The exercise:
Copy every one of the records below word for word, leaving each line unchanged.

Dataset items
— start —

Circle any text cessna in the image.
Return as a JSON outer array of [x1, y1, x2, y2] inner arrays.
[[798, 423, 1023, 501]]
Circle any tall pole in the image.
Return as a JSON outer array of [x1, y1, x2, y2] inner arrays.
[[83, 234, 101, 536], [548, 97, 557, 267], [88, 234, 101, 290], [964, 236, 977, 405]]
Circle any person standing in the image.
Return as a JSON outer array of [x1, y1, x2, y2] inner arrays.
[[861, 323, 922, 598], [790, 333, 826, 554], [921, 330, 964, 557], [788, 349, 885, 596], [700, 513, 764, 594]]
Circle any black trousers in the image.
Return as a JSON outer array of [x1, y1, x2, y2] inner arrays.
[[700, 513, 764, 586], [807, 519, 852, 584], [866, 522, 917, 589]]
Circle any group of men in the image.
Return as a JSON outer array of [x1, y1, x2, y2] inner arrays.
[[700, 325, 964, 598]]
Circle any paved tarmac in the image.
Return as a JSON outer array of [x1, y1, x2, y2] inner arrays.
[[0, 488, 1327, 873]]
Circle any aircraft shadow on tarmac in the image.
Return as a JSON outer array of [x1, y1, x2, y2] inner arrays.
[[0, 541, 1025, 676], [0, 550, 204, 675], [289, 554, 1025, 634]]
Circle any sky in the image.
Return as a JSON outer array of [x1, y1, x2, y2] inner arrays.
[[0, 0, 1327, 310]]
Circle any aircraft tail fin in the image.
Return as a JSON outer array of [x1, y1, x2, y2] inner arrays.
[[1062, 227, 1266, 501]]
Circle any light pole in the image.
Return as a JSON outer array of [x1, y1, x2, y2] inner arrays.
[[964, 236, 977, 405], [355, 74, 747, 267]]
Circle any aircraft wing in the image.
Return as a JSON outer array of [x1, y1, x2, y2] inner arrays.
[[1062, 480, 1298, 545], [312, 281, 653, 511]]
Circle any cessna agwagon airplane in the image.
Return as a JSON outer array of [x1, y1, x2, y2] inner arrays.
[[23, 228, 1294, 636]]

— end —

Reply to the exercise:
Circle any text cessna in the image.
Return as a JSON outer array of [x1, y1, x2, y2] inner arrays.
[[798, 423, 1023, 501]]
Circle any tall pole in the image.
Return as a JSON outer array of [x1, y1, x2, y2] inner arrays.
[[83, 234, 101, 536], [548, 97, 557, 267], [88, 234, 101, 290], [964, 236, 977, 405]]
Circle any person standing in the image.
Return as a JSON outer array of [x1, y1, x2, y2] inner arrays.
[[861, 323, 922, 598], [790, 333, 826, 554], [921, 330, 964, 557], [788, 349, 885, 596], [700, 513, 764, 594]]
Circle any black trousers in the image.
Return as a JSON outer array of [x1, y1, x2, y2] inner arrays.
[[700, 513, 764, 586], [807, 519, 852, 584], [866, 522, 917, 589]]
Circle any group of men in the image.
Return as a JSON outer array of [x1, y1, x2, y2] inner arrays.
[[700, 325, 964, 598]]
Circle any paved tarmac in the image.
Return as a JSON outer array of [x1, y1, x2, y2] inner arrays.
[[0, 488, 1327, 873]]
Circle any aircraft shadow on tarmac in the image.
Return as a JSON outer array of [x1, y1, x2, y2] inner arrays.
[[0, 541, 1025, 676], [0, 550, 204, 675], [289, 554, 1025, 634]]
Circle any sky in the image.
Return as a JSON outer array of [x1, y1, x2, y2] inner arrays.
[[0, 0, 1327, 310]]
Circle any aircraft tail fin in the image.
Return as a JSON outer array of [x1, y1, x2, y2] inner arrays.
[[1062, 227, 1266, 501]]
Circle any light pole in the image.
Return as a JSON outer array of [x1, y1, x2, y2] inner arrays.
[[964, 236, 977, 405], [355, 74, 747, 267]]
Circle any aircraft wing in the image.
Return as a JSON outer array of [x1, y1, x2, y2] inner arrays.
[[1062, 480, 1298, 545], [312, 281, 653, 511]]
Circle any cessna agwagon airplane in the image.
Return as a JSON outer array of [x1, y1, x2, y2] inner arrays.
[[23, 228, 1294, 636]]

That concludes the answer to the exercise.